**Записи набора данных:**
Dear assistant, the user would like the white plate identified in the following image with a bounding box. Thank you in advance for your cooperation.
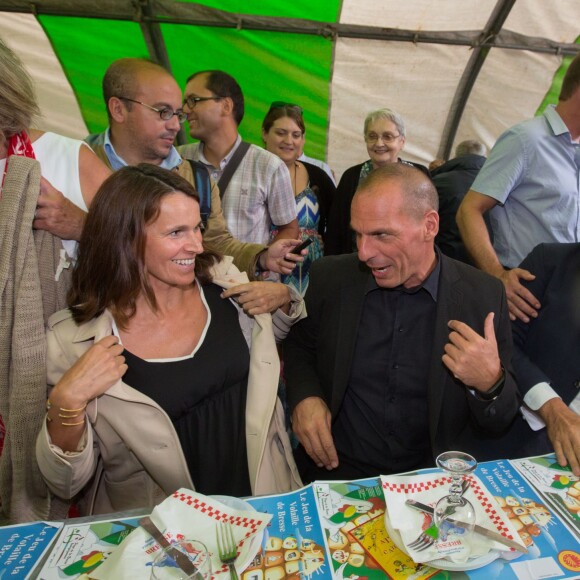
[385,506,501,572]
[209,495,264,575]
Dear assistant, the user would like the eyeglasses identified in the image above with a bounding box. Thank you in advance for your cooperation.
[270,101,304,115]
[117,97,187,123]
[365,133,401,143]
[183,95,225,109]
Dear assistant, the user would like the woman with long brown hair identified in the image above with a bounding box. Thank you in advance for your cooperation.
[37,164,303,513]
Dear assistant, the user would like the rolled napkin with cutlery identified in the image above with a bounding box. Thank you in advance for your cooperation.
[91,488,272,580]
[381,472,525,566]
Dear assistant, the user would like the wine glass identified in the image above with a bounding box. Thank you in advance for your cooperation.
[151,540,211,580]
[434,451,477,551]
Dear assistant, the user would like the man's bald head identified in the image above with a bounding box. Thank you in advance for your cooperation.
[103,58,173,117]
[353,163,439,220]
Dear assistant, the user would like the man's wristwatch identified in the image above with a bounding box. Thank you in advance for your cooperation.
[476,366,505,401]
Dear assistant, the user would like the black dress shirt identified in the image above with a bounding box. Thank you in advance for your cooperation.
[332,257,440,478]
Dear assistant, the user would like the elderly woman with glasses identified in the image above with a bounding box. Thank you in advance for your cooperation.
[326,109,429,255]
[36,164,304,514]
[262,101,336,295]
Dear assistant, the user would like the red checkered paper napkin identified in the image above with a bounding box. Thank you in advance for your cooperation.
[91,488,272,580]
[381,473,523,562]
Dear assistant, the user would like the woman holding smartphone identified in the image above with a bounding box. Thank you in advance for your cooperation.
[262,101,336,295]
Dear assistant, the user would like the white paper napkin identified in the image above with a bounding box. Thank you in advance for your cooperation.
[91,488,272,580]
[381,473,523,563]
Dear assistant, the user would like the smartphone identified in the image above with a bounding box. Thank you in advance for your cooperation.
[290,238,314,254]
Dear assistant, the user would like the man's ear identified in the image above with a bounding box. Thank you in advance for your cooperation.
[107,97,127,123]
[424,209,439,240]
[221,97,234,116]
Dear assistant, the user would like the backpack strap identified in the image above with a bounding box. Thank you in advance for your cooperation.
[187,159,211,226]
[218,141,250,199]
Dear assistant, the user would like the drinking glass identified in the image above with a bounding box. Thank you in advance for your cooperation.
[434,451,477,550]
[151,540,211,580]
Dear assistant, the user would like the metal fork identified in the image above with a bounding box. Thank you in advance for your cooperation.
[409,479,471,552]
[215,522,238,580]
[408,525,438,552]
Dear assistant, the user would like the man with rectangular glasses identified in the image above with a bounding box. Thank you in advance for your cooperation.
[179,70,298,243]
[86,58,298,306]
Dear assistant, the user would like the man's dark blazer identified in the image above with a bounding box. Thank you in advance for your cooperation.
[512,244,580,405]
[284,254,519,475]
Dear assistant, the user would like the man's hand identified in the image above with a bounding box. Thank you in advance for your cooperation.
[221,282,290,316]
[538,397,580,476]
[443,312,502,393]
[259,239,308,275]
[498,268,541,322]
[292,397,338,470]
[32,177,87,241]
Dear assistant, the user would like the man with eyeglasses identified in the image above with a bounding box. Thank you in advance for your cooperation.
[86,58,301,314]
[178,70,298,243]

**Суть задания:**
Пожалуйста, замените во всём материале «bounding box» на «frame» и приведите его целиком, больше ничего не меняя. Изображения в ответ не включайте.

**Ответ к задаче:**
Dear assistant, the user would like the white plate identified in the following image with a frame. Thank you in advance for your cooperation.
[385,506,501,572]
[209,495,264,575]
Dear assistant, the user would like the eyeglasses identified in the image above with a frame. Thank you in advance for your cooperation.
[270,101,304,115]
[117,97,187,123]
[365,133,401,143]
[183,95,225,109]
Dear assistant, the user would like the woman with long brown hair identified in the image above with a frame. Thank you in advance for your cooperation.
[37,164,303,513]
Dear assistant, the user would like the rolled napkin with cutlery identified in the image above with a frame. Thank you in advance for your cooperation.
[91,488,272,580]
[381,472,525,566]
Dear assistant, the user would like the wine glass identified in the image above with a frame. Thank you in advance for your cooperation.
[151,540,211,580]
[434,451,477,551]
Dear assistant, the user would like the man's bald head identified in the image above with a frame. Thank you in advance for your cooperation.
[103,58,173,117]
[353,163,439,220]
Dear assistant, the user would like the man's wristwatch identified in the image above with a frame. Thank you in advance for your cooperation.
[476,366,505,401]
Dear assistant, the user would like the black dress shirt identified in the image above with a frame. Thank you in advance for your cooperation.
[332,257,440,478]
Dear assistant, the user would like the elderly woman with glasses identified in the image above with a frame. Thank you in advance for your cooperation.
[326,109,429,255]
[36,164,304,514]
[262,101,336,295]
Dear assistant, the user would like the red checkered paper napkin identified in the image above with a frame. Thank you in advance for your cooperation.
[91,488,272,580]
[381,473,523,562]
Dear assistant, the user would like the woman holding smartphone identified in the image above with a frame. Thank you in advance for your cooperation.
[262,101,336,295]
Dear assistant, the user would like the white paper napkin identified in the image above with a frame. Thank you in advance for your cooperation.
[91,488,272,580]
[381,473,523,563]
Dear assistant, the user would like the smartphone identified in the image above with a frame. Thank you in advance for your cooperation.
[290,238,314,254]
Dear assistant, the user would like the man's ear identified in the image above with a frame. Thank you in advance for your cooperation.
[107,97,127,123]
[424,209,439,240]
[221,97,234,116]
Dear assistant, the user would like the backpack strap identified in the image above with a frame. Thank you in advance for your cooperation.
[187,159,211,226]
[218,141,250,199]
Dear assistant, the user would like the drinking glass identified in the image above with a frame. Thank you in advance for your cooperation.
[434,451,477,550]
[151,540,211,580]
Dear assistant, the user would like the metal fork identified in the image above with a frame. Thank you in advance for your cooperation.
[409,479,471,552]
[215,522,238,580]
[408,525,438,552]
Dear assistant, the user would like the man with rectangular glasses identified in the image above with a frame. Thank you in advance for your cooperation.
[179,70,298,243]
[86,58,298,306]
Dear assistant, the user would like the man's dark blazer identified in the image above with a frame. Thank you in advance for your cooperation.
[512,244,580,405]
[284,254,519,475]
Dear assistant, the user would like the man's hand identified in the image above with a frame. Thank you in advance for your cooperation.
[221,282,290,316]
[538,397,580,476]
[443,312,502,393]
[259,239,308,275]
[498,268,541,322]
[292,397,338,470]
[32,177,87,241]
Dear assistant, the user would like the man with eyeglasses identified in the image above with a frame. Thank you in advance for your cooperation.
[86,58,301,314]
[178,70,298,243]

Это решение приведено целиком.